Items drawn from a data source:
..............................

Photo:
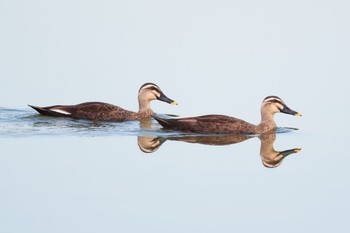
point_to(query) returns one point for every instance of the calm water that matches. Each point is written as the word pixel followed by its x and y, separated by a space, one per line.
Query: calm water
pixel 61 175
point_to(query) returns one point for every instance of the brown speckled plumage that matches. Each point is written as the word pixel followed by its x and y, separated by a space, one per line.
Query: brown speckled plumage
pixel 98 111
pixel 220 124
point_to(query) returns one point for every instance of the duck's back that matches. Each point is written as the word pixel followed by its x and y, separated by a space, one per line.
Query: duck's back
pixel 96 111
pixel 209 124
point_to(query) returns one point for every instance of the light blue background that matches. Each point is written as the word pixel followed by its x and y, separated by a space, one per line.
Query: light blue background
pixel 210 56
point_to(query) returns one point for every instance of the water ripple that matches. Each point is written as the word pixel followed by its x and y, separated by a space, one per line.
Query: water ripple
pixel 26 123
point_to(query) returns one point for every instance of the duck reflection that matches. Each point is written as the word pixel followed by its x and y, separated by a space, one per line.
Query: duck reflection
pixel 270 157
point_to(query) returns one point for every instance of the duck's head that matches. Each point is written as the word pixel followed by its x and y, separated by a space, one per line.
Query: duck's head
pixel 150 91
pixel 274 104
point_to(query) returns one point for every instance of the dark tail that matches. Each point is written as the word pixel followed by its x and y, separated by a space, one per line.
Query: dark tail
pixel 39 109
pixel 46 111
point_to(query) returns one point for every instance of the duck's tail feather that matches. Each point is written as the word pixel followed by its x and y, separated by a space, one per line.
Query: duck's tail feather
pixel 47 112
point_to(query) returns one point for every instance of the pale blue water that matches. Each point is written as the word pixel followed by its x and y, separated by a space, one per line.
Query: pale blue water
pixel 62 175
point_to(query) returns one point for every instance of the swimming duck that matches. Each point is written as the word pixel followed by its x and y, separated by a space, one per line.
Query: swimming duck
pixel 98 111
pixel 220 124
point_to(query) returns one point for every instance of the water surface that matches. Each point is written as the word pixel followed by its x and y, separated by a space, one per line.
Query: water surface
pixel 64 175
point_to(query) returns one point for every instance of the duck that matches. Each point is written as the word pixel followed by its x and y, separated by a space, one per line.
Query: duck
pixel 222 124
pixel 99 111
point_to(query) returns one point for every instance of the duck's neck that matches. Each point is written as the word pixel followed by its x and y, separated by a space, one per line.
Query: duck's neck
pixel 267 123
pixel 145 110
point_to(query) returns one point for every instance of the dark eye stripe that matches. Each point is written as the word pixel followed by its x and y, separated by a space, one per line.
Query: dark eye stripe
pixel 152 86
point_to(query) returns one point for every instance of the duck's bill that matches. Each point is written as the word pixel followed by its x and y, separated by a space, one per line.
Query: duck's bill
pixel 164 98
pixel 290 111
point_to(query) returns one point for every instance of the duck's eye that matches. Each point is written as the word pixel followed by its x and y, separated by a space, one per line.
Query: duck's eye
pixel 156 93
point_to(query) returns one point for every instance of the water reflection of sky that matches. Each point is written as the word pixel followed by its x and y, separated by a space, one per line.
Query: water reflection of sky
pixel 59 175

..............................

AIM: Format all of the lines above as a numbered list, omitting any blank lines. Leave the pictures out of the answer.

WRITTEN REPLY:
1. Photo:
2. point_to(query) returns one point for every instance of the calm water that matches. Each point is written as the word pixel followed by its x and y, separated by a space, one per line.
3. Query: calm water
4. pixel 61 175
5. point_to(query) returns one point for every instance of the brown speckled plumage that matches. Each point is written as the word pixel followed by its x and y, separated by a space, one per line.
6. Query: brown speckled plumage
7. pixel 98 111
8. pixel 220 124
9. point_to(query) returns one point for every instance of the duck's back that matches. Each point is written as the word pixel followed by its x and y, separated by a space, one per line.
10. Query: duck's back
11. pixel 96 111
12. pixel 209 124
13. point_to(query) returns one point for every instance of the light blue background that matches. Each point is written as the word pixel followed by its x and y, separated by a space, one per line.
14. Query: light blue background
15. pixel 210 56
16. point_to(query) returns one point for every instance of the water ripple that matches. Each point is written as the word pixel followed by its x and y, separated by a space, one per line.
17. Query: water ripple
18. pixel 26 123
19. point_to(query) returns one point for every instance of the duck reflection that matches. Each point is written as the word pixel followed by its x and y, separated by a space, one per line.
20. Query: duck reflection
21. pixel 270 157
22. point_to(query) returns one point for every instance of the duck's head that matches. Each point is written as the word pixel followed by its x and y, separated by a space, one per line.
23. Query: duck's head
24. pixel 150 91
25. pixel 274 104
26. point_to(query) returns one point for every instance of the dark tail that matches. Each point is written as the word pixel followed by its x and y, separated by a space, one per line.
27. Query: dark tail
28. pixel 39 109
29. pixel 46 111
30. point_to(query) returns one point for every instance of the duck's tail feather that matches. Each point is written as the word pixel followed by its x and y, separated by a space, one per line.
31. Query: duck's tail feather
32. pixel 47 112
33. point_to(query) returns one point for every instance of the pale blue water that matches. Each point is written as the word pixel followed by its x and y, separated by a space, one per line.
34. Query: pale blue water
35. pixel 62 175
36. point_to(query) returns one point for every instance of the swimming duck that matches. Each point is written as the word pixel followed by its x and y, separated by a space, one per line.
37. Query: swimming duck
38. pixel 98 111
39. pixel 220 124
40. point_to(query) returns one point for every instance of the water surface that matches. Each point is written as the word pixel followed by its x and y, separated by a space, one per line.
41. Query: water surface
42. pixel 64 175
43. point_to(query) returns one point for every instance of the duck that matches. Each point is written as the word pixel followed by its x and y, separated by a space, one per line.
44. Query: duck
45. pixel 222 124
46. pixel 99 111
47. point_to(query) returns one point for every instance of the duck's neck that matches. Each point is written as the word pixel followed by its x and y, separated by a space, one per line.
48. Query: duck's neck
49. pixel 267 123
50. pixel 145 110
51. point_to(query) returns one point for every instance of the dark eye stripe that matches. Each point is written as the word pixel followed by its x and y, separated by a space, one per line.
52. Query: dark eye stripe
53. pixel 152 86
54. point_to(query) returns one point for every instance of the duck's bill that matches. Each point is written as the word pixel followed by its x and y, separated by a space, one per line.
55. Query: duck's bill
56. pixel 164 98
57. pixel 290 111
58. point_to(query) returns one point for every instance of the duck's eye that matches. Each point is written as the word pixel followed by its x and y, separated by a space, one per line.
59. Query: duck's eye
60. pixel 156 93
61. point_to(query) returns one point for every instance of the water reflection of sky that matches. Each point is written as the word pixel followed by its x and y, separated by a space, one per line.
62. Query: water reflection of sky
63. pixel 59 175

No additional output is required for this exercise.